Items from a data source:
+-------+

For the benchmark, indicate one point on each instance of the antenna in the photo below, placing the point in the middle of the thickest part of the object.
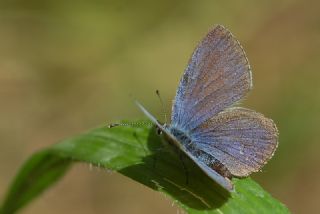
(163, 107)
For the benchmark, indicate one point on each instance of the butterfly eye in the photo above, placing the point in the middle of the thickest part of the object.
(159, 131)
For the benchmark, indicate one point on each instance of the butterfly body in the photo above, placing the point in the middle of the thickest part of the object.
(224, 141)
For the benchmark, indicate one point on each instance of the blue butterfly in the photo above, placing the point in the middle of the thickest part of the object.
(224, 141)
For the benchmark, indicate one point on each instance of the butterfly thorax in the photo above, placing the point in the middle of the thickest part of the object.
(186, 141)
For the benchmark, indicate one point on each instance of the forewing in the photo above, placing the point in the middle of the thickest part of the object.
(217, 76)
(241, 139)
(224, 182)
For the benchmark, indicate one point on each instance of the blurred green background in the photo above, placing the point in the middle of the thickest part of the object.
(68, 66)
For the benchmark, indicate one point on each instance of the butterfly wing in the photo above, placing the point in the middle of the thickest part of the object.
(217, 76)
(222, 181)
(241, 139)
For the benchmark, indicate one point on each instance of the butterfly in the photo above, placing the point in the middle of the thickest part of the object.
(223, 140)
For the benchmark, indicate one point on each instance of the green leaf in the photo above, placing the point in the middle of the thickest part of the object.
(137, 152)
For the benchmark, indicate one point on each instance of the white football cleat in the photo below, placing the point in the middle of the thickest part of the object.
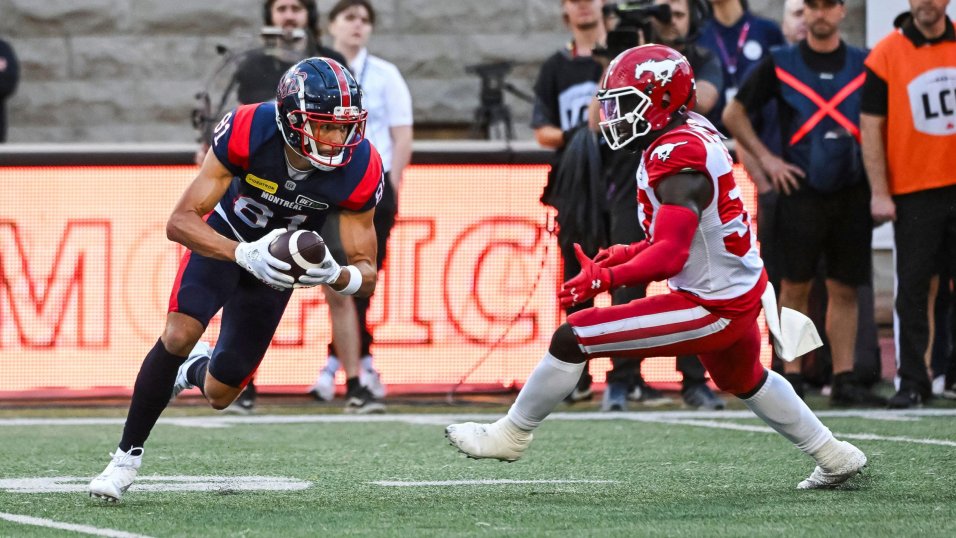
(501, 440)
(372, 380)
(837, 464)
(118, 475)
(200, 350)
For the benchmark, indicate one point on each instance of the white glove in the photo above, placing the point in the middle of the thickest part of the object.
(326, 272)
(255, 258)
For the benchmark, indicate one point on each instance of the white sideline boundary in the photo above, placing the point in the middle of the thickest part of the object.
(51, 524)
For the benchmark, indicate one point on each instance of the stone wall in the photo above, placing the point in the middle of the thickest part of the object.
(128, 70)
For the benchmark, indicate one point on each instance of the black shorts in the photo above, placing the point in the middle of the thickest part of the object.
(251, 310)
(835, 227)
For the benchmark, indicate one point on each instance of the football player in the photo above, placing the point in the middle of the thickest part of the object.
(699, 240)
(272, 166)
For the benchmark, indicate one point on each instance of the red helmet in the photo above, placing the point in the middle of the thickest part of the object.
(644, 89)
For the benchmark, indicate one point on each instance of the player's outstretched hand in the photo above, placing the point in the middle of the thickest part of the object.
(592, 280)
(326, 272)
(618, 254)
(255, 257)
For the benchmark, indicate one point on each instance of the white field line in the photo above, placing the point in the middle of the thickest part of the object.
(427, 419)
(79, 484)
(51, 524)
(765, 429)
(490, 482)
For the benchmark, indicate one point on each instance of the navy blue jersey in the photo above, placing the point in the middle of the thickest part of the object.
(264, 196)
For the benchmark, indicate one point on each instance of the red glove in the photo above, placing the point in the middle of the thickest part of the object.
(618, 254)
(592, 280)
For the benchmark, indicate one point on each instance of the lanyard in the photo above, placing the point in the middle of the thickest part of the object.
(731, 63)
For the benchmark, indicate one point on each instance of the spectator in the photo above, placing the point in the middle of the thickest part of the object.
(9, 77)
(906, 118)
(822, 213)
(625, 380)
(389, 128)
(563, 91)
(256, 78)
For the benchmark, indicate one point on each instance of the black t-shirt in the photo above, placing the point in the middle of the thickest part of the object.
(564, 89)
(257, 76)
(762, 85)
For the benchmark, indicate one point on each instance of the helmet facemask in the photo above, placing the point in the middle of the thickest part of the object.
(622, 116)
(307, 125)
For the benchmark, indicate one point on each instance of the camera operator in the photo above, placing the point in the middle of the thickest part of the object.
(674, 23)
(291, 33)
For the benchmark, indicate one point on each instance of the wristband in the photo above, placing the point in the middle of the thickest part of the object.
(355, 280)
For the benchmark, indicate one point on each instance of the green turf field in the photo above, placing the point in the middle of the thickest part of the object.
(586, 474)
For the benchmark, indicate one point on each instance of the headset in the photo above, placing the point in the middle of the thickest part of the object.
(311, 10)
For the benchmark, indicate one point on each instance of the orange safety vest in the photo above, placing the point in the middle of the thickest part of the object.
(921, 114)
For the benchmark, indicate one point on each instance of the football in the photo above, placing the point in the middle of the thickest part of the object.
(302, 249)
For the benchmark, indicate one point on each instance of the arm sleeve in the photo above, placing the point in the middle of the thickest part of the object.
(760, 86)
(875, 97)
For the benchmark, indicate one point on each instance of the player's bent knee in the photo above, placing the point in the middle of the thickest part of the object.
(564, 345)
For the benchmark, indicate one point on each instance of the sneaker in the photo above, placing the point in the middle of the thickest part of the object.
(701, 397)
(836, 464)
(118, 475)
(324, 388)
(905, 399)
(648, 396)
(501, 440)
(245, 403)
(615, 397)
(941, 391)
(852, 394)
(361, 402)
(373, 381)
(200, 350)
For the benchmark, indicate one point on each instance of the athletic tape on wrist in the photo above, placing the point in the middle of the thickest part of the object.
(355, 280)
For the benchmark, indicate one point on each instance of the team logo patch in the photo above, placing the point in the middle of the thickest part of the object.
(263, 184)
(663, 152)
(305, 201)
(663, 70)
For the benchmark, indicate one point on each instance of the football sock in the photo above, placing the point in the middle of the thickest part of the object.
(196, 374)
(154, 384)
(332, 365)
(548, 384)
(779, 406)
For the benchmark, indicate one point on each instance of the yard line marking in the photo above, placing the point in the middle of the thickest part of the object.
(51, 524)
(216, 421)
(765, 429)
(488, 482)
(78, 484)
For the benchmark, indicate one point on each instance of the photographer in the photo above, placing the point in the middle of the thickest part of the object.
(674, 23)
(566, 83)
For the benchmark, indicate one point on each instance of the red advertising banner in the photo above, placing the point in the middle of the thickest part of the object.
(467, 295)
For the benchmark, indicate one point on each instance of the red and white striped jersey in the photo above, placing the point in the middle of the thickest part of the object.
(724, 262)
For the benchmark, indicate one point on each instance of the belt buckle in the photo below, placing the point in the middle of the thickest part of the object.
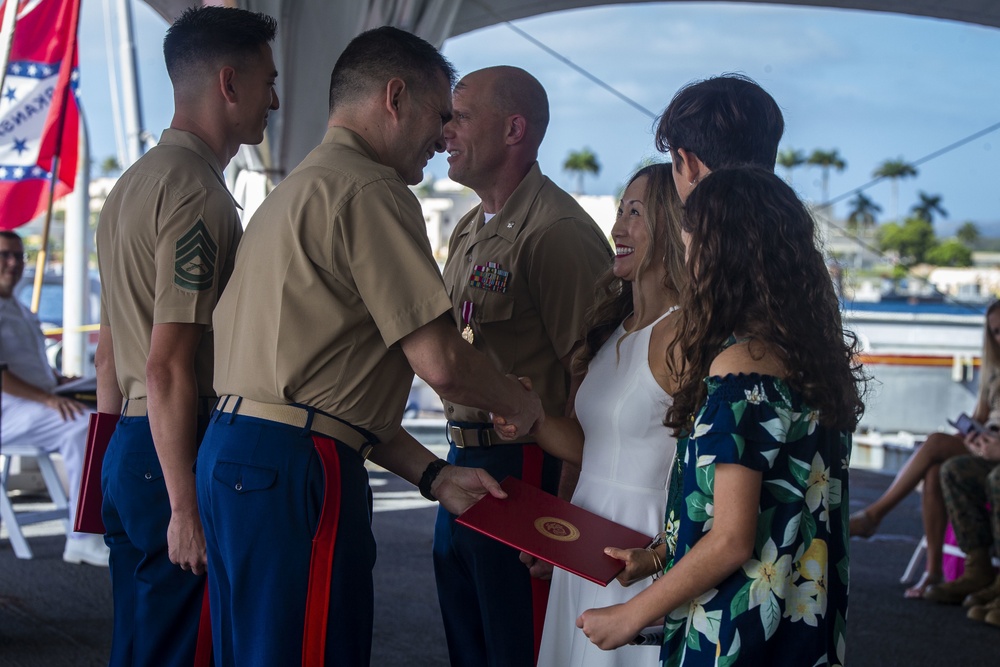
(457, 436)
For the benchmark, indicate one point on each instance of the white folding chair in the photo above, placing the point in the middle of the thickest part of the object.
(920, 553)
(15, 520)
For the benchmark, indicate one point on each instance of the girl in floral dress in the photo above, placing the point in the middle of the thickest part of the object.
(769, 395)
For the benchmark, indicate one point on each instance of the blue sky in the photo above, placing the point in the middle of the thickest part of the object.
(873, 86)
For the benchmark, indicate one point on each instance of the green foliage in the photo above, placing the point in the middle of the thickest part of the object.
(109, 166)
(826, 160)
(950, 253)
(864, 211)
(968, 233)
(911, 240)
(928, 206)
(895, 169)
(580, 163)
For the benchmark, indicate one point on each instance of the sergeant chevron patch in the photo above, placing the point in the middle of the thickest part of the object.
(194, 258)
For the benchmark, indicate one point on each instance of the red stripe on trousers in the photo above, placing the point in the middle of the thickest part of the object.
(531, 473)
(203, 646)
(321, 560)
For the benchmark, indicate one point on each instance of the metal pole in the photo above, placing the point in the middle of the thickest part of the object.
(130, 85)
(43, 251)
(76, 276)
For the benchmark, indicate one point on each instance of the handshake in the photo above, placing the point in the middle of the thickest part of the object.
(525, 422)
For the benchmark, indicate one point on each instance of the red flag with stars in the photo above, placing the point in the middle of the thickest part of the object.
(39, 117)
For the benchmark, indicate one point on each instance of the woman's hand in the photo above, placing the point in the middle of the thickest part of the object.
(639, 564)
(538, 569)
(609, 627)
(507, 430)
(984, 445)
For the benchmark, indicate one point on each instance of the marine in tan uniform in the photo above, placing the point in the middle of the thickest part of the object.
(166, 245)
(334, 302)
(520, 273)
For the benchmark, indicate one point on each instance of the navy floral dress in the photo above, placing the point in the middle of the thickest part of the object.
(787, 605)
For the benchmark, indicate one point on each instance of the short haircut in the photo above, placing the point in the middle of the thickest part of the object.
(380, 54)
(515, 91)
(206, 36)
(727, 121)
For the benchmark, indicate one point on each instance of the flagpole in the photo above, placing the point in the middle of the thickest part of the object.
(7, 36)
(43, 251)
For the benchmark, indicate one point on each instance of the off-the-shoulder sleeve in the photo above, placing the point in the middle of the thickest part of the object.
(745, 420)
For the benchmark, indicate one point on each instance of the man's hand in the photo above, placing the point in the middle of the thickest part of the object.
(458, 488)
(609, 627)
(538, 569)
(66, 407)
(186, 542)
(639, 564)
(509, 427)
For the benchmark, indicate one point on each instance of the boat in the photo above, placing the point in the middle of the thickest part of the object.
(924, 361)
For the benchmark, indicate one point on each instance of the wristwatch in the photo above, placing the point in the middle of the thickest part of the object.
(431, 472)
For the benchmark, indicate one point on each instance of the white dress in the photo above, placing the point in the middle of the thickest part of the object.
(626, 465)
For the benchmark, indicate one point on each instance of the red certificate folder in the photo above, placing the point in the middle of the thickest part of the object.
(88, 508)
(553, 530)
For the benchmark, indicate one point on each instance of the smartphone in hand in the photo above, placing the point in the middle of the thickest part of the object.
(966, 424)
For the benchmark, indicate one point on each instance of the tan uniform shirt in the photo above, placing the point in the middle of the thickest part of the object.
(166, 243)
(334, 270)
(529, 276)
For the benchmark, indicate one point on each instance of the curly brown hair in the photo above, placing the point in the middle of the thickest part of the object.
(754, 268)
(614, 295)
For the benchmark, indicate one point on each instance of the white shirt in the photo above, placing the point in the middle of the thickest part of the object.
(22, 345)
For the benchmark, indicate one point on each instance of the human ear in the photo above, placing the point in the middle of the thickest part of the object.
(227, 85)
(517, 129)
(393, 94)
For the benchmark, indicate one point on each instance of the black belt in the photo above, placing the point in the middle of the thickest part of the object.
(302, 417)
(476, 434)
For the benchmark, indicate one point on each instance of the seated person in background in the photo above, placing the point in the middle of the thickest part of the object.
(32, 414)
(925, 464)
(971, 486)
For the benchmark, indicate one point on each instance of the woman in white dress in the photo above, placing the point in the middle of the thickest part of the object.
(616, 433)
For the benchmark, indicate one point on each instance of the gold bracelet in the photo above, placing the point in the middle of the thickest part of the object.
(657, 562)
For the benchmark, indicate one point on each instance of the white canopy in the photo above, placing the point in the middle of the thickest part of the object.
(312, 33)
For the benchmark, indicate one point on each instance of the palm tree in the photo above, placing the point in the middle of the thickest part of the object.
(109, 166)
(826, 160)
(927, 206)
(895, 170)
(581, 163)
(968, 233)
(790, 158)
(863, 211)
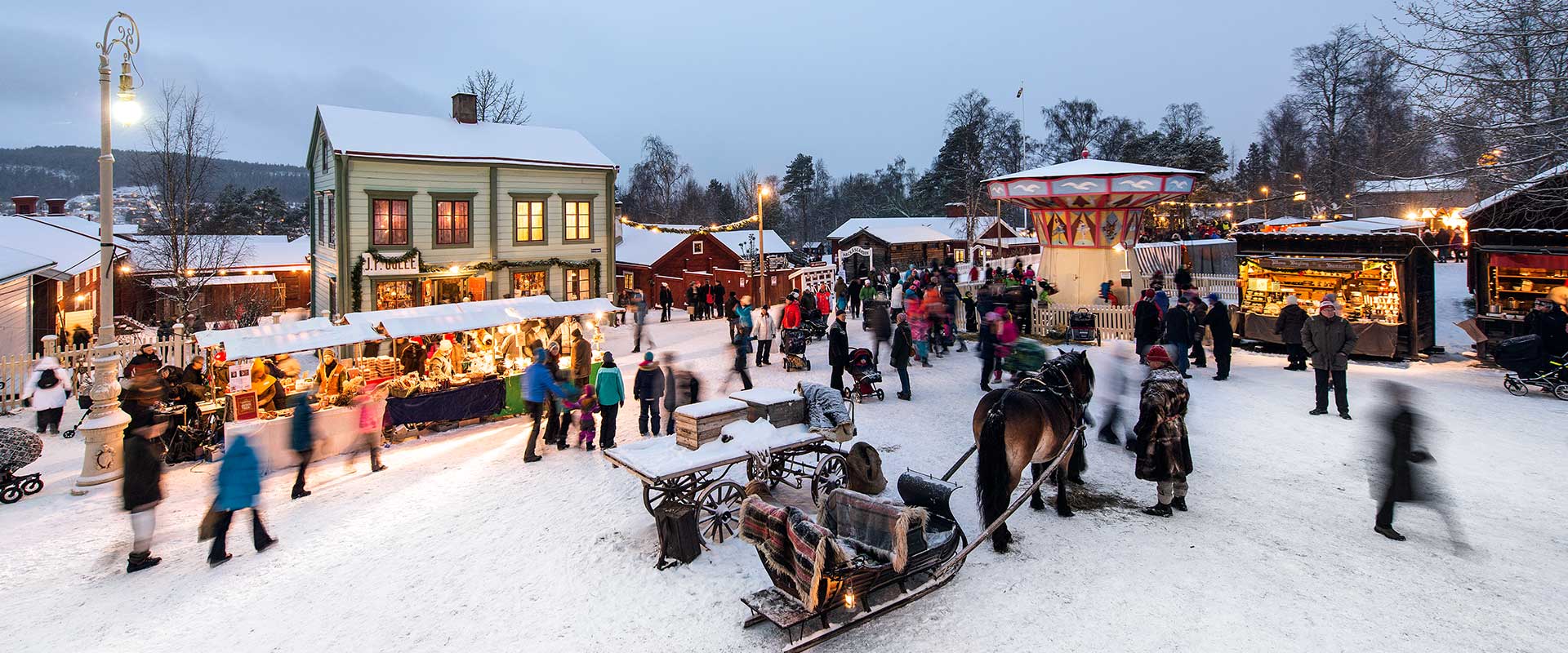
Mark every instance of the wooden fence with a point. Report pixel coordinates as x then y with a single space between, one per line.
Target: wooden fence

+-------+

### What the task asks
Copy the listing from the line containing "the black belt" through its end, keeping the requests. Multiply each point coordinate in the answers by 1.15, round to whole numbers with halves going up, and leave out the pictures.

### Right answer
For the benchmark, indicate one point on each instance of the black belt in the photo above, placing the point in the middle of the thickest part of the object.
(347, 480)
(547, 499)
For the benchmark, indicate one point on each instance of the seated person in background in the photo above, placing the point in the middle of the thickest part of the object.
(37, 476)
(1064, 534)
(1117, 559)
For the benchmark, indicate one point on each instance of the woman in white dress in the photo above, placing the point in the middle of the thickest part of the object.
(708, 498)
For the benchmark, indicate one point on each instance of the gold bracelet in the photo above, placing the point in the middle of the thickest part of the object.
(756, 646)
For the benchmark, indicate one point on each instance of the white canopy in the photo above, placing the point in the middle of the thickest part of the object.
(359, 38)
For the benchmark, indicate one point on each instance of the palm tree in the photo above, placing the point in the middle of the thickest part of the object.
(125, 191)
(950, 184)
(1066, 237)
(1029, 196)
(668, 187)
(1113, 268)
(909, 182)
(992, 243)
Mark every instance of the wooden fence with a point. Report pixel coordinates as x then y with a single space between, one per line.
Target: wooden fence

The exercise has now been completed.